GOAL: Reproduce the data below word for word, from its first line through the line containing "(0, 0), (1024, 163)", with both ends included. Omit the pictures.

INPUT FOR THIS TASK:

· · · · ·

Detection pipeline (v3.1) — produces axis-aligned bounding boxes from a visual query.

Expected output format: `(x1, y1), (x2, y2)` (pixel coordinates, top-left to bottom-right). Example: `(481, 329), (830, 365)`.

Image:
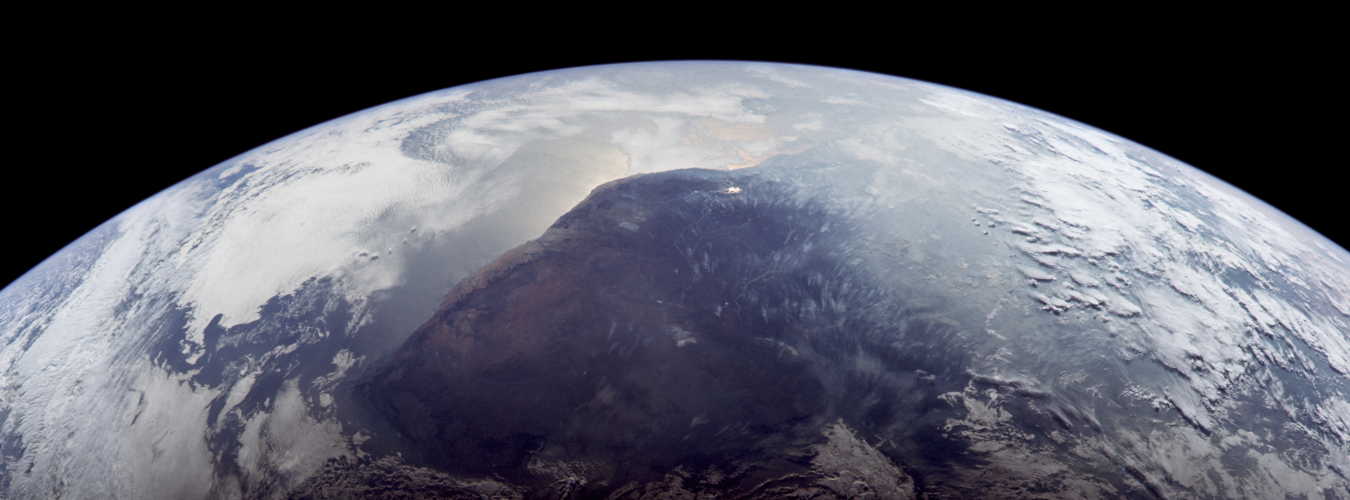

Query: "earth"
(0, 62), (1350, 499)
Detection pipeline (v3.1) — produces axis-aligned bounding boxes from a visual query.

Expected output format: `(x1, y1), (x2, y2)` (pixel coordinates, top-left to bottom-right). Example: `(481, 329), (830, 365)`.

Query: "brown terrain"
(342, 172), (911, 499)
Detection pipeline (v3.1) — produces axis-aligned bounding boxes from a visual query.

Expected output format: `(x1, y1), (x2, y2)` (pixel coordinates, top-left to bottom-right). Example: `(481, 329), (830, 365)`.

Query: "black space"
(0, 21), (1333, 290)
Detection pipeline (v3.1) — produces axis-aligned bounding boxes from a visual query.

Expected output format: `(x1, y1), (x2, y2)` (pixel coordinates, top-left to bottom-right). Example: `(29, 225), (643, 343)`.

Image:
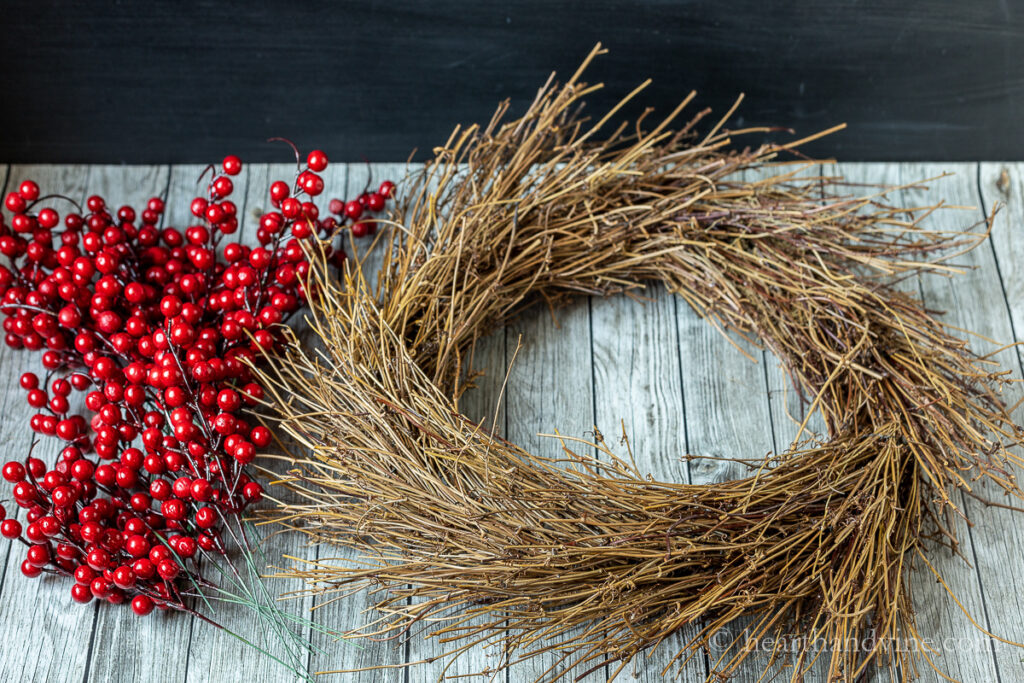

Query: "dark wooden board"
(0, 0), (1024, 164)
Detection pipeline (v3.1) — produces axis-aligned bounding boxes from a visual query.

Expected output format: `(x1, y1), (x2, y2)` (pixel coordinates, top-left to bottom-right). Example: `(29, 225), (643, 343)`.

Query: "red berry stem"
(0, 149), (394, 623)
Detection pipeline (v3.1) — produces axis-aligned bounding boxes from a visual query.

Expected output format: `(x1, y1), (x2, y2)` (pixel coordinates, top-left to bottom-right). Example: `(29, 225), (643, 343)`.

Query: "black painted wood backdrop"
(0, 0), (1024, 163)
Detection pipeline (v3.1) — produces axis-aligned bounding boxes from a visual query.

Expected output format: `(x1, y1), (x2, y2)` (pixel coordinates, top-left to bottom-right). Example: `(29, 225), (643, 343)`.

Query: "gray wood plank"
(676, 215), (775, 680)
(956, 163), (1024, 681)
(876, 164), (1003, 681)
(591, 285), (707, 681)
(506, 300), (603, 681)
(0, 165), (99, 681)
(761, 165), (835, 451)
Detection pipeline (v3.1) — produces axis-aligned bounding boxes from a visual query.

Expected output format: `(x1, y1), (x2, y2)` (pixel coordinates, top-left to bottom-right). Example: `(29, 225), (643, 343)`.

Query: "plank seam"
(669, 291), (711, 679)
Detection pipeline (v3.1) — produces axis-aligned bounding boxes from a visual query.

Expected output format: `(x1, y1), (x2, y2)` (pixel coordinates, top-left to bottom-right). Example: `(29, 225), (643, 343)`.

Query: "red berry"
(131, 595), (154, 616)
(157, 558), (181, 581)
(17, 180), (39, 202)
(196, 506), (217, 528)
(242, 481), (263, 503)
(3, 461), (25, 483)
(345, 200), (362, 220)
(306, 150), (327, 173)
(208, 175), (234, 197)
(71, 580), (92, 604)
(220, 155), (242, 175)
(0, 519), (22, 540)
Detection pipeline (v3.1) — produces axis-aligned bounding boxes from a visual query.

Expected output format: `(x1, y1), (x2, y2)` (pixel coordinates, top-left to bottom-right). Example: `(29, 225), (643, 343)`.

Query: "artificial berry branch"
(0, 151), (394, 634)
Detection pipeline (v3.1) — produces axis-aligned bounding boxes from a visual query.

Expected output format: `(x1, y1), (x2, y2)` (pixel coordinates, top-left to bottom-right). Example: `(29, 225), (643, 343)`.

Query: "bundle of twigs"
(249, 45), (1021, 679)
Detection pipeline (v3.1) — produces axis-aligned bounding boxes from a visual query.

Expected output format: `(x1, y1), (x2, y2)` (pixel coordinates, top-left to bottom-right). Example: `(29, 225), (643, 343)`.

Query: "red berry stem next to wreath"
(0, 151), (394, 615)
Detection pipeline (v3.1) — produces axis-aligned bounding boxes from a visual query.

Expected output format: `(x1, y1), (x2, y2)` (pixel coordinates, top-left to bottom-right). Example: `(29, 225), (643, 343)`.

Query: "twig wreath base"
(253, 45), (1022, 680)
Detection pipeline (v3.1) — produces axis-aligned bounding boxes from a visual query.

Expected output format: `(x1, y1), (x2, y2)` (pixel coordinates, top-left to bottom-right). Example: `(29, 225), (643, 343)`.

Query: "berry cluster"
(0, 152), (394, 615)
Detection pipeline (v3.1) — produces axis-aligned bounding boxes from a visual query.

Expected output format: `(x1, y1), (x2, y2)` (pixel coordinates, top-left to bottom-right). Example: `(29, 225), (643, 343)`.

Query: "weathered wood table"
(0, 163), (1024, 683)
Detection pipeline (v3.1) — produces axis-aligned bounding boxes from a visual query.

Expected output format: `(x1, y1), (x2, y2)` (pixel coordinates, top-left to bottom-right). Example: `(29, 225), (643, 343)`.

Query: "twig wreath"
(251, 49), (1022, 680)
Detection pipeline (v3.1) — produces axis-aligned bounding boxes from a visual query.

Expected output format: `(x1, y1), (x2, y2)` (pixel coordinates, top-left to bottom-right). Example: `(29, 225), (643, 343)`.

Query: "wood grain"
(6, 164), (1024, 683)
(884, 164), (1003, 681)
(591, 285), (707, 681)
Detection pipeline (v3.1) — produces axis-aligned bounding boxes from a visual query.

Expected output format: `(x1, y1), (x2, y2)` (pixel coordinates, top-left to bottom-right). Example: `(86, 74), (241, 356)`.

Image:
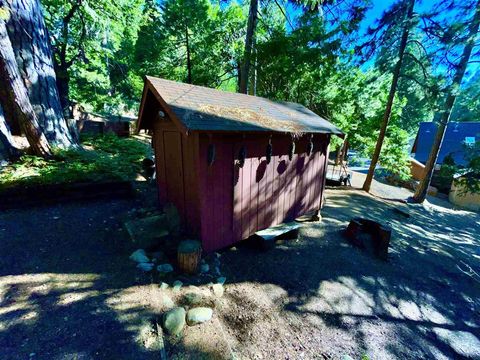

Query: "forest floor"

· · · · ·

RESPONSE:
Detection pipeline (v3.1) — produces axis-aligned bounding boxes from a visual query.

Expected output format: `(x1, y1), (x2, y2)` (pixel coordinates, top-left to bottom-right). Example: `(481, 329), (830, 365)`.

Image:

Query: "earth"
(0, 62), (1350, 499)
Detection pipeline (v3.1) — produces axis-aligned bounding boxes from a visual query.

Expected output format: `(x1, y1), (x2, y2)` (pixel coordinates, top-left to bottom-right). Example: `(481, 329), (830, 365)`.

Query: "brown terrain"
(342, 172), (911, 499)
Detection pipeline (v3.1) — produces axis-aligned bounding boxes from a visual query.

Expected output format: `(x1, y1), (x2, y2)` (pixel coordinates, top-left to bottom-right). Example: `(481, 329), (830, 365)`.

Query: "black space"
(0, 21), (1333, 290)
Detection pipeline (v3.1) — produces axis-aligned bounding boxes from a visual query.

Expected output format: `(x1, y1), (x2, y2)` (pixel coordinates, top-left to bottom-right). Example: `(29, 225), (643, 343)`.

Image:

Query: "dark wooden board"
(0, 0), (1024, 164)
Detection pipeline (v3.1) — produces axis-aligned bounding boxes from a visual query.

Expected output format: `(x1, y1), (x2, y2)` (pixel coordinates, top-left to bottom-right). Example: `(29, 225), (643, 343)`.

Query: "red berry stem"
(0, 149), (394, 623)
Detection pipeline (v3.1) — produces axis-aligned bounding boxes from a visual query.

Expected output format: `(x1, y1), (x2, y2)` (pixel coordinates, top-left to bottom-right). Example: `(29, 225), (643, 343)`.

Query: "black painted wood backdrop"
(0, 0), (1024, 163)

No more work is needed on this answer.